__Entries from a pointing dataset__
□ □ □ □

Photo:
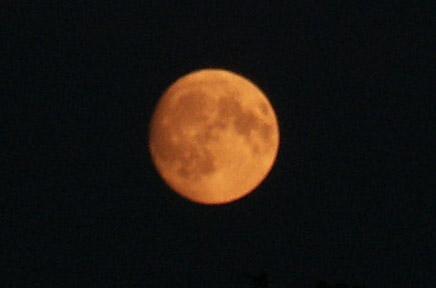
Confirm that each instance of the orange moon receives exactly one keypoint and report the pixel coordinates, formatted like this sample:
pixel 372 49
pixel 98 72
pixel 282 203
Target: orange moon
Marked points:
pixel 214 136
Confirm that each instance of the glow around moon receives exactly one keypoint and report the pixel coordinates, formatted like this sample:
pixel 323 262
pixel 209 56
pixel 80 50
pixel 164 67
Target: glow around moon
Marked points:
pixel 214 136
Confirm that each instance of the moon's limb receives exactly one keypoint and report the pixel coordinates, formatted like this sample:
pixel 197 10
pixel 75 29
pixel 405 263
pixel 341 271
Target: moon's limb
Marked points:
pixel 214 136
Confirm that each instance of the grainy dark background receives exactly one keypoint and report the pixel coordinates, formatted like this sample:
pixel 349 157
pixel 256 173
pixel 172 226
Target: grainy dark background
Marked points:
pixel 349 200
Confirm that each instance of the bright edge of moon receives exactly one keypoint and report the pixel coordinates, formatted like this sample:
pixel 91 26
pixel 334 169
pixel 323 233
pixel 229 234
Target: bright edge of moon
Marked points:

□ □ □ □

Please render the lines from the one containing "Confirm that each instance of the moon's" through the end of the entries as a Markdown table with two columns, Row and Line. Leave out blank lines.

__EXERCISE RESPONSE__
| Row | Line |
|---|---|
| 1 | Confirm that each instance of the moon's limb receives exactly one keypoint and report the pixel coordinates, formatted like this sample: |
| 2 | pixel 197 10 |
| 3 | pixel 75 29 |
| 4 | pixel 405 263 |
| 5 | pixel 341 271 |
| 6 | Target: moon's limb |
| 7 | Marked points: |
| 8 | pixel 214 136 |
| 9 | Confirm that each instance of the grainy dark background receives exactly one keypoint and report the pixel coordinates, formatted like this sample: |
| 10 | pixel 349 157 |
| 11 | pixel 256 173 |
| 12 | pixel 172 226 |
| 13 | Target: grainy dark background |
| 14 | Marked points: |
| 15 | pixel 349 200 |
| 16 | Confirm that each instance of the bright edge of moon receives exactly one keypoint and report the pixel coordinates, formatted like this sample: |
| 17 | pixel 91 26 |
| 18 | pixel 334 169 |
| 19 | pixel 323 233 |
| 20 | pixel 229 234 |
| 21 | Target: bright edge of moon |
| 22 | Marked points: |